MATERIAL:
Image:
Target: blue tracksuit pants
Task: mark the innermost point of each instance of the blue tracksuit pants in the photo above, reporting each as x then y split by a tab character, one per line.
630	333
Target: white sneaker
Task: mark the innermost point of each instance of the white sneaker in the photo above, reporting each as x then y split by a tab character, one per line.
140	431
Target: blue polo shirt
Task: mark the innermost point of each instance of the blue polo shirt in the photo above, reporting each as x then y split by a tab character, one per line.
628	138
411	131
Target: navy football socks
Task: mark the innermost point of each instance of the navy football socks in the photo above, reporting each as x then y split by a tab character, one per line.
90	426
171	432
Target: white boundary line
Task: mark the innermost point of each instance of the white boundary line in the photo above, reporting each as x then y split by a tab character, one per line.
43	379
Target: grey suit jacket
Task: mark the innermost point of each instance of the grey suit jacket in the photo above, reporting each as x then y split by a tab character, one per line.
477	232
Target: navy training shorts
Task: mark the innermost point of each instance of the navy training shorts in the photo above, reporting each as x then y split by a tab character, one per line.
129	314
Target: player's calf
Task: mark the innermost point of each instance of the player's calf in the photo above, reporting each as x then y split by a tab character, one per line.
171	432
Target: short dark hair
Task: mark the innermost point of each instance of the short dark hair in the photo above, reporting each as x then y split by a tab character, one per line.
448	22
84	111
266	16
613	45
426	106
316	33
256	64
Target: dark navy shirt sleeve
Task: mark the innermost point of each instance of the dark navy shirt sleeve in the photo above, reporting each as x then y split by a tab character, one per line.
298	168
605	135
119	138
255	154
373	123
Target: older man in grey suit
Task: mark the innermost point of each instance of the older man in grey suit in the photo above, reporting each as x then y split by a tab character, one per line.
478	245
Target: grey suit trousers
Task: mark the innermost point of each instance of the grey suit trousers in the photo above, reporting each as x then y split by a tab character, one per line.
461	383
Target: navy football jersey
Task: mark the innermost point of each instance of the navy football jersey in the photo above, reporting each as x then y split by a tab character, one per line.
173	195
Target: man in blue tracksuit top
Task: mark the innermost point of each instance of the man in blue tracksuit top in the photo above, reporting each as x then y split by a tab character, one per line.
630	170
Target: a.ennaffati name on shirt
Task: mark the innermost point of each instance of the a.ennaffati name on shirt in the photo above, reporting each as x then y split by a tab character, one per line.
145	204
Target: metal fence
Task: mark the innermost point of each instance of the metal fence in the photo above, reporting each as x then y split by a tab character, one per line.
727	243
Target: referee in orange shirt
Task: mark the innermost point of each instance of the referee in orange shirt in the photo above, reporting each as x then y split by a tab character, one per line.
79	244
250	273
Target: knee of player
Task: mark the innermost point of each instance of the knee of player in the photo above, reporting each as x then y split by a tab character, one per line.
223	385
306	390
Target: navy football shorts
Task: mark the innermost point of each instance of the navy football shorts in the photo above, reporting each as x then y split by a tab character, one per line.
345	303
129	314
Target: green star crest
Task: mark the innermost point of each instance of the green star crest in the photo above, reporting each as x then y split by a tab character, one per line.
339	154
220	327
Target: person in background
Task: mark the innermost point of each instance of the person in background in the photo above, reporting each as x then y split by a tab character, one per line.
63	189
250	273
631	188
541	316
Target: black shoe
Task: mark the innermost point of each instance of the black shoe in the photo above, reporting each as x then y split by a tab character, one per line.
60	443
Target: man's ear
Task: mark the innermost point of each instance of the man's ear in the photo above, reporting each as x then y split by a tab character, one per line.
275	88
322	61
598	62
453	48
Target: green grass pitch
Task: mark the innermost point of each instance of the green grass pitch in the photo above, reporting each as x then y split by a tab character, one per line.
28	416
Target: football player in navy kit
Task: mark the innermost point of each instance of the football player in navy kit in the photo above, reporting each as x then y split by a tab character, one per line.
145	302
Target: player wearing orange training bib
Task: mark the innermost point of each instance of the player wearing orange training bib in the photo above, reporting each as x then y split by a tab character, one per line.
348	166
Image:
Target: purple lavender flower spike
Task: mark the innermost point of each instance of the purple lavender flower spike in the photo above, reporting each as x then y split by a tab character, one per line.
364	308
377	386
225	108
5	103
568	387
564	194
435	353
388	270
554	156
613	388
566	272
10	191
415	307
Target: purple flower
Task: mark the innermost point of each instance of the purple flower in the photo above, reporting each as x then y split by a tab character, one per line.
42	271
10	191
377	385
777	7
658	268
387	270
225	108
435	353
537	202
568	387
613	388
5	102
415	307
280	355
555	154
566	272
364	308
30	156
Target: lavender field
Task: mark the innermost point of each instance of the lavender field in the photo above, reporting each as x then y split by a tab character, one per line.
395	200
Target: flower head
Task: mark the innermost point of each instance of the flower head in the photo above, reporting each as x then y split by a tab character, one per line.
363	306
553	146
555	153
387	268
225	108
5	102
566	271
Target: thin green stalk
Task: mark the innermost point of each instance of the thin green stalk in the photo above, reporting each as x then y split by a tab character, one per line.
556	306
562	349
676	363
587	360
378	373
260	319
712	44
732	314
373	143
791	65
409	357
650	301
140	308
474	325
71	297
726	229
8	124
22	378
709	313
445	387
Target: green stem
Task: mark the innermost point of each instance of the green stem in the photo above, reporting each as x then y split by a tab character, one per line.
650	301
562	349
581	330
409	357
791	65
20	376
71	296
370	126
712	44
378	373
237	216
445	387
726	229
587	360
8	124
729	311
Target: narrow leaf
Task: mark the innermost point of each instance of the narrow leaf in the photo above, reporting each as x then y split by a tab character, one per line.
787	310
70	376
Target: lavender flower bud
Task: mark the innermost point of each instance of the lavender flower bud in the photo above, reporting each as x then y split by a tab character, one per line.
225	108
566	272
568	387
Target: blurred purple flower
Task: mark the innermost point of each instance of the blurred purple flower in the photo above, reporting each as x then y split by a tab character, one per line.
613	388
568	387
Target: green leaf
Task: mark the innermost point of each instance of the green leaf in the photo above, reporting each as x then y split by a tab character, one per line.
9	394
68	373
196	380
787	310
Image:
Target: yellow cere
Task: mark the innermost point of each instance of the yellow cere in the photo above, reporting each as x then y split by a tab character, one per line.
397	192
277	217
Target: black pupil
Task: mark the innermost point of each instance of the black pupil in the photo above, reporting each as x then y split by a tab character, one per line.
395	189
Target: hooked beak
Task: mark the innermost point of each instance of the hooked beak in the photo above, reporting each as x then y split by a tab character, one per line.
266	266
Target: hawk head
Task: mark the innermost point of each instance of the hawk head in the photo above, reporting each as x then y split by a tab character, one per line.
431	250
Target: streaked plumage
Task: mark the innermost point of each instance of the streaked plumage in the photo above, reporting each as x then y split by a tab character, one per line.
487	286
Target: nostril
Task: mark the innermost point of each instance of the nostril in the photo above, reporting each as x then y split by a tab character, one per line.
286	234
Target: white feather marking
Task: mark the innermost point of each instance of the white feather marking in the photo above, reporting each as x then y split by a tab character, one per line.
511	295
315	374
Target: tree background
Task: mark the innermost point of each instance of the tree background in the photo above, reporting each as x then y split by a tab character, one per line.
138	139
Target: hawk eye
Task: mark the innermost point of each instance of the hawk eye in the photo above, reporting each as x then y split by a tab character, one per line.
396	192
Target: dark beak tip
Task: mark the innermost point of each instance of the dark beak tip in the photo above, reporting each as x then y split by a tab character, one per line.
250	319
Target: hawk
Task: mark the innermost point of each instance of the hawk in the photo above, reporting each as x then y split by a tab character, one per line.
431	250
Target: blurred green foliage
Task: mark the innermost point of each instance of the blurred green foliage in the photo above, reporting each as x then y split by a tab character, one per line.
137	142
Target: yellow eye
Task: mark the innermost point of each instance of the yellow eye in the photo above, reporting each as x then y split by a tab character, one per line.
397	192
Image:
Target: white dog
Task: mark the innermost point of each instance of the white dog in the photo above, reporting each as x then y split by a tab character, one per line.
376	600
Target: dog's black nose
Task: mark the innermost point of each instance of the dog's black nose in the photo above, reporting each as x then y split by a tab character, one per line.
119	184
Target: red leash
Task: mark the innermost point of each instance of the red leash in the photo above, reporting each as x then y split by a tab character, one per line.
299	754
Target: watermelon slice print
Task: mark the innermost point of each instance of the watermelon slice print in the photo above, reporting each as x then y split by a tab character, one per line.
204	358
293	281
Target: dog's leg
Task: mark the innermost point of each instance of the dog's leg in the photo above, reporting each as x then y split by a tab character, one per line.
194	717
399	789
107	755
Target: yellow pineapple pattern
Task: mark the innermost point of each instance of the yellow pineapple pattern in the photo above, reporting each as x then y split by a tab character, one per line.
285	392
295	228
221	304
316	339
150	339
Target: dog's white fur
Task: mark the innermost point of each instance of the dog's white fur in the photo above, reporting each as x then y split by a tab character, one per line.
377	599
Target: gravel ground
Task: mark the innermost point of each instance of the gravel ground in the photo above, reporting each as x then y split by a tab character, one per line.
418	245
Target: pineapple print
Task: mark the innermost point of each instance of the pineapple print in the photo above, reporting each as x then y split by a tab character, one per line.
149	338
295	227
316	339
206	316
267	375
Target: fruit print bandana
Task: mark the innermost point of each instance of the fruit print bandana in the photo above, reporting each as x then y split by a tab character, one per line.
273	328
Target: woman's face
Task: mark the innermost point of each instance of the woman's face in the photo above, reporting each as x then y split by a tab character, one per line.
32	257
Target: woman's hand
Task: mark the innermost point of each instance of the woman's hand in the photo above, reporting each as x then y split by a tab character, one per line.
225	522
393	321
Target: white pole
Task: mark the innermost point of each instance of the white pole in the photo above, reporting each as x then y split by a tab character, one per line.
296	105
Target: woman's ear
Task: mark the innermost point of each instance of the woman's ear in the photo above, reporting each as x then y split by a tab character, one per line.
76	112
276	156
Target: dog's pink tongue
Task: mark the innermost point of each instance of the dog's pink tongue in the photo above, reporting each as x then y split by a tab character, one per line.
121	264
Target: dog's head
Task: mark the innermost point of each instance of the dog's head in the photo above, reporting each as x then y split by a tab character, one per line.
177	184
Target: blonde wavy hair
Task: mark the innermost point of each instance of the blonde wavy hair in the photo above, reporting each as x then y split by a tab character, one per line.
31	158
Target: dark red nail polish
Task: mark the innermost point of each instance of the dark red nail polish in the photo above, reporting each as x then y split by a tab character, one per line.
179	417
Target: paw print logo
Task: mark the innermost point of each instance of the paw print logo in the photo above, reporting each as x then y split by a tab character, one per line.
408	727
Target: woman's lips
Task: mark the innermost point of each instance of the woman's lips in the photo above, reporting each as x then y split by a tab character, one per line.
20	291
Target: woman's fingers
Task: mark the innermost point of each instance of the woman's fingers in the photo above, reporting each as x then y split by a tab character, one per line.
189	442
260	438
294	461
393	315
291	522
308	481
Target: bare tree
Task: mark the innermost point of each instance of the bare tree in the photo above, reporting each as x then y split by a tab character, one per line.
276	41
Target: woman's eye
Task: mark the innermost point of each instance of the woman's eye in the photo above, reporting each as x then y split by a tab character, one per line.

YOUR GOAL: Give back exactly the lines running from the line containing "Target: dog's head" through the end of the material above, both included, and nothing beyond them.

WRITTEN ANSWER:
Target: dog's head
Task: mark the innermost point of each instance of the dog's head in the photo above, reporting each as x then y split by a tab character, one per line.
177	184
Target: blonde wavy hair
Task: mark the innermost point of each instance of the blonde wavy hair in the photo above, reporting each as x then y split by a tab character, one per line.
31	158
Target: dark red nail polish
Task: mark the innermost point of each instance of the dark red nail polish in the photo above, reporting each as x then y split by a tab character, one per line.
179	417
Target: paw print logo
Task: mark the innermost point of each instance of the paw print logo in the photo above, reporting each as x then y split by a tab character, one per line.
408	727
Target: woman's lips
Task: mark the innermost point of each instance of the woman's lips in the photo above, reporting each as x then y split by a tab character, one per line.
20	291
Target: woman's fingers
Task: mark the innermost point of each instance of the woman's fingers in the photo above, reporting each as x then y split by a tab character, one per line.
189	442
260	438
294	461
393	315
291	522
308	481
Target: bare tree
Task: mark the innermost point of each instance of the bare tree in the photo above, reporting each as x then y split by a tab character, one per line.
276	41
Target: woman's eye
Task: mark the innermost point of each instance of the woman's eye in the photo above, reporting each as x then y split by a tab character, one per line.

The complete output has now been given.